- WHAT YOU HAVE TO DO -
Show every line from the data below that includes "stone".

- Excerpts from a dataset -
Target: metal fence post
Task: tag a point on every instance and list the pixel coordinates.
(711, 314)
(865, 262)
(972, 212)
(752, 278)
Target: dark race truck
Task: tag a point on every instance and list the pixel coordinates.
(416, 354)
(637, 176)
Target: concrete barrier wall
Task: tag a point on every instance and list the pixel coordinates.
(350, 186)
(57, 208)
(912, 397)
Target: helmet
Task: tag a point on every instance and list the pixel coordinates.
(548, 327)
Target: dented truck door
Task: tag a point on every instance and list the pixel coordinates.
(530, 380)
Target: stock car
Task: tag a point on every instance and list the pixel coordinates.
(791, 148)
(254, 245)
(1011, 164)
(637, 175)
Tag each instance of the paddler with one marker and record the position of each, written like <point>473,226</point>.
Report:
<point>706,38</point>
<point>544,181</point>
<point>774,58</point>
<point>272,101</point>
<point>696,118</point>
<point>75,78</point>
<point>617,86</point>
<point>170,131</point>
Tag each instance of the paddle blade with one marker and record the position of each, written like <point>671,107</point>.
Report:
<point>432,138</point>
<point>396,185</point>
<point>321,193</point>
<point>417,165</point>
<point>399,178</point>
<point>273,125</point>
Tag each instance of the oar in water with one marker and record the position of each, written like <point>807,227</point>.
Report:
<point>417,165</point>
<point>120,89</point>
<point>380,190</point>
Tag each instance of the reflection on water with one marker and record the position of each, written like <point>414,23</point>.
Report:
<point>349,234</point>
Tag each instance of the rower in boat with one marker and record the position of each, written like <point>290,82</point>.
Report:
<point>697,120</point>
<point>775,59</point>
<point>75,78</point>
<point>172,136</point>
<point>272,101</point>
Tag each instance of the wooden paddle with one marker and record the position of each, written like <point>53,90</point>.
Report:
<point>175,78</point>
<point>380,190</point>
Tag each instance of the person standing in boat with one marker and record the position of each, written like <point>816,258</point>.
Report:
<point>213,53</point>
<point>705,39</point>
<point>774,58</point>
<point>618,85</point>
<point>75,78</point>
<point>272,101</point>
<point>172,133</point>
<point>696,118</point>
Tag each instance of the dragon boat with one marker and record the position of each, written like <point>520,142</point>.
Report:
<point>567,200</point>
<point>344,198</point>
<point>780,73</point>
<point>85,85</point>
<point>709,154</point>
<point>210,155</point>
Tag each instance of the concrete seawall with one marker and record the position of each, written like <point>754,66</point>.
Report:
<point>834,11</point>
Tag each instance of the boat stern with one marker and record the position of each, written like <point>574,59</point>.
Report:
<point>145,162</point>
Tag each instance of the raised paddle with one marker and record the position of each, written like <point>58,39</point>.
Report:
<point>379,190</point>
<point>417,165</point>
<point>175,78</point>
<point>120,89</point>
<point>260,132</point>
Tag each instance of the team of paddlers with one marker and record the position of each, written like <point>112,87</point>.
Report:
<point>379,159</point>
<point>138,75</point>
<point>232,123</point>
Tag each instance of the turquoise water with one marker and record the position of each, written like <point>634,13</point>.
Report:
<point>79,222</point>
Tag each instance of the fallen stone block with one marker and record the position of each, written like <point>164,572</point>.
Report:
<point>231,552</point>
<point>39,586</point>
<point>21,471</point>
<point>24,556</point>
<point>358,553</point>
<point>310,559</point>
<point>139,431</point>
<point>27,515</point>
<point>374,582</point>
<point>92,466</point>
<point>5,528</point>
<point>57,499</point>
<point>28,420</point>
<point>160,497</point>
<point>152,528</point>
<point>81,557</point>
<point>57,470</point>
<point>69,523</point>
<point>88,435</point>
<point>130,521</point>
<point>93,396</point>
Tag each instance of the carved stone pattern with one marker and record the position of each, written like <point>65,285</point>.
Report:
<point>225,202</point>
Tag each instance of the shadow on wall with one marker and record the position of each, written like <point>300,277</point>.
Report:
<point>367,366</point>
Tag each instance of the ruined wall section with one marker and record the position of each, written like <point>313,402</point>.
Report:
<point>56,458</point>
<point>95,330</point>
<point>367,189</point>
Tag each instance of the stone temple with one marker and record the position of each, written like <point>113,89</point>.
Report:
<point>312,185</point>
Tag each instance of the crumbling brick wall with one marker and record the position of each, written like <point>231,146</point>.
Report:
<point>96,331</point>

- OUTPUT -
Tag each instance of the fallen stone block with one marker and record the position of each, written like <point>164,572</point>.
Tag each instance of the carved stone pattern with one marker and record the position of each, written like <point>65,285</point>.
Tag each instance of the stone temple with one marker and record the position of each, written like <point>113,89</point>.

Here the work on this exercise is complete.